What needs to be done> Each line below from the one containing "Query: blond ponytail" through the one containing "Query: corrugated metal wall" is to be given again exactly, and no line outside that span.

───── Source records

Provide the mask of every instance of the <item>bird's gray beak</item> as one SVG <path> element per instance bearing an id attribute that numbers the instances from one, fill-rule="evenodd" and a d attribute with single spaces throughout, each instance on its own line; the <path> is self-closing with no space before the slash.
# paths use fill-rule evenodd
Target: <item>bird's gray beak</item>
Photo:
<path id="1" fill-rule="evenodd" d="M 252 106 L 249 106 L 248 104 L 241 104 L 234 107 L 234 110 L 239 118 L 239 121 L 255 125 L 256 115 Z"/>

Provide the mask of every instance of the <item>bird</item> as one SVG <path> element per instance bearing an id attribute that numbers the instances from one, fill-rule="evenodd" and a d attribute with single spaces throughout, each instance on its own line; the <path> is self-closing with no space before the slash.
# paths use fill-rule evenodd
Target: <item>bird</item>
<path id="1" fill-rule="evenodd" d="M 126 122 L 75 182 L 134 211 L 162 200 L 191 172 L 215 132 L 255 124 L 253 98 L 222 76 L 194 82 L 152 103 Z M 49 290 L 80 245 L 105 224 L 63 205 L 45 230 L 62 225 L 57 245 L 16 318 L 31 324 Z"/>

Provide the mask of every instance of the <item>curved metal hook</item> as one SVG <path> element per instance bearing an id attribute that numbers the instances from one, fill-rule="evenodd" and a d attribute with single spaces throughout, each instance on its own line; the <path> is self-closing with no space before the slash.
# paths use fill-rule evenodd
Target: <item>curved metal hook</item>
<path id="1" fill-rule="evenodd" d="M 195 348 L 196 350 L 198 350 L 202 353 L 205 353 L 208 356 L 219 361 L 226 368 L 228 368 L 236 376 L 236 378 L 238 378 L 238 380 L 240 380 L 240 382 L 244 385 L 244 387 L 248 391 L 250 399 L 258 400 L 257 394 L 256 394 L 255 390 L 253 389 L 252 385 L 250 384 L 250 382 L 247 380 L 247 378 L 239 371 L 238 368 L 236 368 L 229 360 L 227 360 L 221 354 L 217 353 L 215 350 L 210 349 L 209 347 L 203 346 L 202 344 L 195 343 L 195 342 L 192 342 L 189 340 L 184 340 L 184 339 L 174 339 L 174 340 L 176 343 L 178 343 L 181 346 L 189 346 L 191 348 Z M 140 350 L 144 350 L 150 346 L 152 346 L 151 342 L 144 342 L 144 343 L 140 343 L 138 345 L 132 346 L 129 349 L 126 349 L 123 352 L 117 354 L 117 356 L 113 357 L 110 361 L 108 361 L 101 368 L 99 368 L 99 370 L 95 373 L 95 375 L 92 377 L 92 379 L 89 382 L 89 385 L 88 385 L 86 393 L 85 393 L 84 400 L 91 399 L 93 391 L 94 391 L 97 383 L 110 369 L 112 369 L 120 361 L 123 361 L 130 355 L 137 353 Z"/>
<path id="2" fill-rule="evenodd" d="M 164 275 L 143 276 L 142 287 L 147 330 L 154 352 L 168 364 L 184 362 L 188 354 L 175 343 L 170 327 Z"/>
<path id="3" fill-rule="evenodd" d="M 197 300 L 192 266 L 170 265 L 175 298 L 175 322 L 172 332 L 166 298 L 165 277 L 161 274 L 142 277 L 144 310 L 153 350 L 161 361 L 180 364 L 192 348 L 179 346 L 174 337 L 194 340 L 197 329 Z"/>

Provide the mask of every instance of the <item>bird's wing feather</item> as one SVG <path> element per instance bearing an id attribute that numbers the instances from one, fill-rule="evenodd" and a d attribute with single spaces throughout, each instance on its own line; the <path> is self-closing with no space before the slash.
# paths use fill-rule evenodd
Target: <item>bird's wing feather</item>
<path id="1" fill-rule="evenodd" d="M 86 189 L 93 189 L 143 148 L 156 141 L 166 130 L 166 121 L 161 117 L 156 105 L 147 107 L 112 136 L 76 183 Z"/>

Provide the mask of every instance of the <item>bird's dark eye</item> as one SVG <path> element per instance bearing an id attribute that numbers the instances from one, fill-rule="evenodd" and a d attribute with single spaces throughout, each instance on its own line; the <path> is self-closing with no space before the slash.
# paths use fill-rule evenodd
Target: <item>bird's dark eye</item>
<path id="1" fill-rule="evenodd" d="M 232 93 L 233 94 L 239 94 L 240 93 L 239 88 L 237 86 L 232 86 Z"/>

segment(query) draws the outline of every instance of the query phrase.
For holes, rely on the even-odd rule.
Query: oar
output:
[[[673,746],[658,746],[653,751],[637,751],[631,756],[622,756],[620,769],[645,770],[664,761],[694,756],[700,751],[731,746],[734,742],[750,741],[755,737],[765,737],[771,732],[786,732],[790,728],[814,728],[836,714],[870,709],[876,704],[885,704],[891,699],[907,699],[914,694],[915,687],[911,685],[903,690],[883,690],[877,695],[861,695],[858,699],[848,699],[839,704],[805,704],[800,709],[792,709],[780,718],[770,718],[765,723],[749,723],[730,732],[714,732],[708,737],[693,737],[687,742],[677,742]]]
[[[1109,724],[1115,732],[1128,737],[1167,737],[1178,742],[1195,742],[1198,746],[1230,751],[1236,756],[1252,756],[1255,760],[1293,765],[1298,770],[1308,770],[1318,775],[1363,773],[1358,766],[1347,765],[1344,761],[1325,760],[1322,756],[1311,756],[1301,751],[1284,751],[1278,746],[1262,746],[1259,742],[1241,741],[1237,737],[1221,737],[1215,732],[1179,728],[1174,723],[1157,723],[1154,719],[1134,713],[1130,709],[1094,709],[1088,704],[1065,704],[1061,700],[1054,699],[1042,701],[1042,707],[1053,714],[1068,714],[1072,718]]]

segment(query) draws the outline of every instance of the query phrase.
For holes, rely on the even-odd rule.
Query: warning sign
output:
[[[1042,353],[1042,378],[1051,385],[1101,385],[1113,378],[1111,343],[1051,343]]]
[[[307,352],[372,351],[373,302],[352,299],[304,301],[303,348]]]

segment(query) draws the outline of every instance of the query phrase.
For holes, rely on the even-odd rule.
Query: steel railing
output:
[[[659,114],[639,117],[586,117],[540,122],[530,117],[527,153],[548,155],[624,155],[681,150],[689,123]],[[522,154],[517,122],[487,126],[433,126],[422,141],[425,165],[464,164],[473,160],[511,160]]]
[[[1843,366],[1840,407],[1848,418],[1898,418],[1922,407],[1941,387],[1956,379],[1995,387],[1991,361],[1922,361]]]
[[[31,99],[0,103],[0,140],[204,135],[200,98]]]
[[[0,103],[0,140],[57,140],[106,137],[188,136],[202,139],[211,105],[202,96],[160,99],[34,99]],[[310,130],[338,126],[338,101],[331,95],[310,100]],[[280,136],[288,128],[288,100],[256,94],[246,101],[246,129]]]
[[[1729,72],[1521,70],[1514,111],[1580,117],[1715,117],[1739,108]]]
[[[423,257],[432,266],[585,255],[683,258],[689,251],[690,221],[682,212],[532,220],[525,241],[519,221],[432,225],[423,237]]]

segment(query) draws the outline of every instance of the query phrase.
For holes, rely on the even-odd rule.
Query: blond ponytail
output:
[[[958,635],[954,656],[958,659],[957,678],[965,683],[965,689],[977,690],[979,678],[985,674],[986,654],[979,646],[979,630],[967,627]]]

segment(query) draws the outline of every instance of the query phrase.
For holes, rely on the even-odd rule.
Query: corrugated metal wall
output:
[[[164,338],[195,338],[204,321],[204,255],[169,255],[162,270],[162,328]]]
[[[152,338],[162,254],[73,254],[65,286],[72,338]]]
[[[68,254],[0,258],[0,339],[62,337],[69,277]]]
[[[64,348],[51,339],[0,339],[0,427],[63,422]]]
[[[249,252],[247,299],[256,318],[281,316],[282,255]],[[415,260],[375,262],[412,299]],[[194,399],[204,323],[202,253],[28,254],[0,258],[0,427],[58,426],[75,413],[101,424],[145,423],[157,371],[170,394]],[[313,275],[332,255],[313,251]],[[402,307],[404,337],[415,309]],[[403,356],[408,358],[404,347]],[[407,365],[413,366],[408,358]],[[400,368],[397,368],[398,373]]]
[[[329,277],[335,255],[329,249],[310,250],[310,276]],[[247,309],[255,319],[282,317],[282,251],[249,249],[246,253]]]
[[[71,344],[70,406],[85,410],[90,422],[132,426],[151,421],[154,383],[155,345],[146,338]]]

──────────

Result of this exercise>
Query: blond ponytail
output:
[[[958,635],[954,656],[958,659],[957,678],[965,683],[965,689],[977,690],[979,678],[985,674],[986,654],[979,646],[979,630],[967,627]]]

segment(query) draws the outline of every instance of the query phrase.
For holes, rely on the even-odd rule.
Query: corrugated metal wall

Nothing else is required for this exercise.